Please repeat the listing below line for line, changing nothing.

— Start SOURCE MATERIAL —

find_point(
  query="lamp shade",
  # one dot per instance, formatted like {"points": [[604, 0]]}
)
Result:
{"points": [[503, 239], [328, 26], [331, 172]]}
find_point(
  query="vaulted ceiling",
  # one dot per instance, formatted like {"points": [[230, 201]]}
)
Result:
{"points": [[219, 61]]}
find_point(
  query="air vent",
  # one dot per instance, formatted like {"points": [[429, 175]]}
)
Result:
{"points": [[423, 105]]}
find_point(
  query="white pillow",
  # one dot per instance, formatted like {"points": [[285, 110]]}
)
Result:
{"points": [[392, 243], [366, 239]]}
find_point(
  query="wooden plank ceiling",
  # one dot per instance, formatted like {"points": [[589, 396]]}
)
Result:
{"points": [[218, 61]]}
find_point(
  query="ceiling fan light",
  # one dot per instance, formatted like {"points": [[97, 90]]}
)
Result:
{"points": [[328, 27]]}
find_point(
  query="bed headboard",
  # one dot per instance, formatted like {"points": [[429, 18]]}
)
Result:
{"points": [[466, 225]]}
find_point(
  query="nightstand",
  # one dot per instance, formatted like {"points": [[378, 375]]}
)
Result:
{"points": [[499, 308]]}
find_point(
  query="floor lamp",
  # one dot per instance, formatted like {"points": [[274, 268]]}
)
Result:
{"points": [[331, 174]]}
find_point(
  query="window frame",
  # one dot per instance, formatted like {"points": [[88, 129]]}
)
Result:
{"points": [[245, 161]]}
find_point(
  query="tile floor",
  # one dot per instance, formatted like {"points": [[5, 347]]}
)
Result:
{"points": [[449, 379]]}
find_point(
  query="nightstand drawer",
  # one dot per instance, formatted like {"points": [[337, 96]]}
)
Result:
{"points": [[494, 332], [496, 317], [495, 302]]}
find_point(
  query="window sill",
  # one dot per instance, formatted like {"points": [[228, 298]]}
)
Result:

— End SOURCE MATERIAL —

● **TASK ANSWER**:
find_point(
  query="lamp shade",
  # one dot per instance, formatted like {"points": [[604, 0]]}
)
Result:
{"points": [[503, 239], [328, 26], [331, 172]]}
find_point(
  query="vaulted ceiling",
  # one dot per instance, formatted like {"points": [[230, 201]]}
)
Result:
{"points": [[219, 61]]}
find_point(
  query="air vent",
  # one dot per instance, formatted like {"points": [[429, 175]]}
)
Result:
{"points": [[423, 105]]}
find_point(
  query="white pillow",
  # one dot per instance, formatted like {"points": [[285, 110]]}
)
Result:
{"points": [[392, 243], [366, 239]]}
find_point(
  query="wooden plank ceiling",
  # one dot per instance, formatted like {"points": [[589, 396]]}
)
Result:
{"points": [[218, 61]]}
find_point(
  query="ceiling fan light",
  # one dot per instance, formatted like {"points": [[97, 90]]}
)
Result:
{"points": [[328, 27]]}
find_point(
  query="bed headboard",
  # one dot per instance, formatted like {"points": [[429, 18]]}
)
Result:
{"points": [[466, 225]]}
find_point(
  query="nightstand",
  # one dot per instance, formatted like {"points": [[378, 375]]}
)
Result:
{"points": [[499, 308]]}
find_point(
  query="floor lamp",
  # one dot per instance, formatted like {"points": [[274, 268]]}
)
Result:
{"points": [[331, 174]]}
find_point(
  query="window frame",
  # one dot per instance, formatted like {"points": [[88, 129]]}
)
Result:
{"points": [[245, 161]]}
find_point(
  query="tile floor",
  # one dot per instance, formatted like {"points": [[5, 347]]}
)
Result:
{"points": [[449, 379]]}
find_point(
  query="nightstand drawer",
  # one dot per instance, formatted like {"points": [[337, 96]]}
)
Result:
{"points": [[494, 332], [496, 317], [495, 302]]}
find_point(
  query="window sill",
  # one dot per instance, formatted like {"points": [[228, 298]]}
)
Result:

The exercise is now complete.